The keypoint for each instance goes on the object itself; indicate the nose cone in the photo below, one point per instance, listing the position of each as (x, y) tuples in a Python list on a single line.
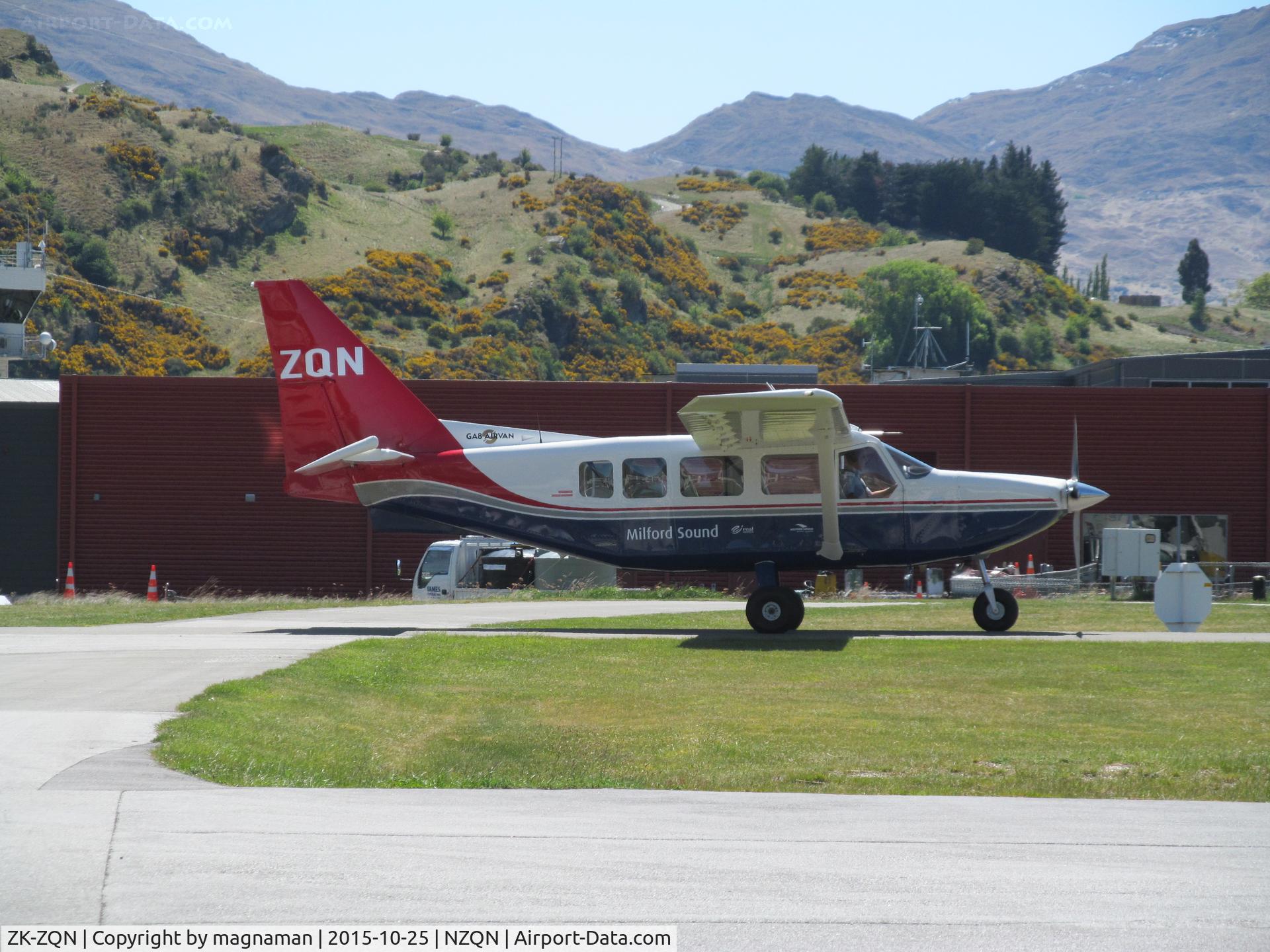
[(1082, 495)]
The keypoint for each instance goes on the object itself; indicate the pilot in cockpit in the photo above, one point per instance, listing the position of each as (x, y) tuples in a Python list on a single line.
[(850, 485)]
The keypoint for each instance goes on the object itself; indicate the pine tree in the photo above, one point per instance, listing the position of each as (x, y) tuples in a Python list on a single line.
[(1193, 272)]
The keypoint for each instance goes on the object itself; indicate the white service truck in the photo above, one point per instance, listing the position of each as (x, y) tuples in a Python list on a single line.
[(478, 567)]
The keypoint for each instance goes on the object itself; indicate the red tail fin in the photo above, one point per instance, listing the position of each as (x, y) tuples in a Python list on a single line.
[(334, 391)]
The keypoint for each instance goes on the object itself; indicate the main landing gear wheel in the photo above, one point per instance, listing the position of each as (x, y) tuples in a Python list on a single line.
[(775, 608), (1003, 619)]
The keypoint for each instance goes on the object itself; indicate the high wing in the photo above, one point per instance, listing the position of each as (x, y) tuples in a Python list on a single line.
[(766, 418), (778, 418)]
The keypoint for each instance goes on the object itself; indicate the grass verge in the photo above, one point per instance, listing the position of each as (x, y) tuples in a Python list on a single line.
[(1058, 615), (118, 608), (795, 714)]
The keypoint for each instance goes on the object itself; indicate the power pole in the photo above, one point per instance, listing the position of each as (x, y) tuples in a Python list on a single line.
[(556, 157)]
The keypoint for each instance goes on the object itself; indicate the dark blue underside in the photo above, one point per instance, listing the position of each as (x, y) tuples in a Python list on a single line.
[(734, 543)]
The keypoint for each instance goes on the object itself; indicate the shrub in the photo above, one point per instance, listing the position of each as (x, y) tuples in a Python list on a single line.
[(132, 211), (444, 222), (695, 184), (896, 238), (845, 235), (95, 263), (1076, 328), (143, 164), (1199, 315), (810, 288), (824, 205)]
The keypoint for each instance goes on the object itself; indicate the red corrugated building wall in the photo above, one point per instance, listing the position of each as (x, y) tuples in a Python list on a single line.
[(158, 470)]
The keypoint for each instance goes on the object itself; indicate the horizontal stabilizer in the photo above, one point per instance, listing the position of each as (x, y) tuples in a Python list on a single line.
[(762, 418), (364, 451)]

◇ ◇ ◇

Return every line of the material above word for word, leaving the pictures out.

The keypoint for each instance goes on the object itself; indicate the nose cone in the photo below, one point per instance, listing the position of each as (x, y) tuples in a Python list on a single line.
[(1082, 495)]
The keypoint for each instance goes on the object itself; indicate the pilot in cockpit in the photo above, one point per instance, listing the position of each as (x, y) tuples in a Python list on a single line.
[(850, 485)]
The keypoint for each instance goes on the object itself; indicate the pine tree in the photo above, one point per instance, listing the position of each as (x, y) tuples in a Python list on a single line.
[(1193, 272)]
The keypoint for each instance goes on the object itself; indicate the white service truck in the photo above, one point per instance, listing the position of each as (x, y) tuples in a Python list on a single line.
[(478, 567)]
The keypoint for each instance goes on the object itself; indicate the red tail fin in the photo above, one point per instance, listing the position of each as (x, y) tuples in a Python list on a single line.
[(334, 391)]
The keypoint for each instance goes on the object itself; indicate the main landing gear wheel in the photo above, one point per instance, listing the position of each as (x, y) tuples in a Python list on a single line.
[(775, 608), (1003, 619)]
The keypoint for each instance goes on the object itself; indicate the high wing in the photo above, one point per instance, listing the position of each as (x, y) tuples in a Python list on a single line.
[(766, 418), (778, 418)]
The keypoint for each instance goes on the object itself; indicate the grass verge in the photo above, one point per instance, listing the position of each as (x, y) tuples in a Python list on a single line.
[(1058, 615), (118, 608), (795, 714)]
The keypoint for each instance goes on the object itself; indicate the power pole in the photo above, one point per instance, listing the position of each as (x, y) tuples in a Python list on a single line.
[(556, 157)]
The keypoint for each instance goes on the object itself; indicate the dark blue underside in the photo above, one point per instance, listing the position of each as (x, y) tuples in a Python list on a single line.
[(734, 543)]
The keypoint for each instance goes on the object itself; indicate the shrub in the photo above, one point per instance, listing the position of each as (x, y) tuples in a Python list on a single line.
[(132, 211), (444, 222), (695, 184), (896, 238), (845, 235), (95, 263), (1076, 328), (143, 164), (1199, 315), (810, 288), (824, 205)]
The keypoint for each instance goes on the object itself; indicate the red corrugated building wall in the photo above, one point per instance, listing the position of each as (x, y) tuples in a Python list on a single line.
[(158, 470)]
The keypoint for each instance goes on the object itself; indicate the horizontal stabilizer in the photo above, one point per instance, listing the position of each as (x, y) tuples in a Python list on a single line.
[(762, 418), (364, 451)]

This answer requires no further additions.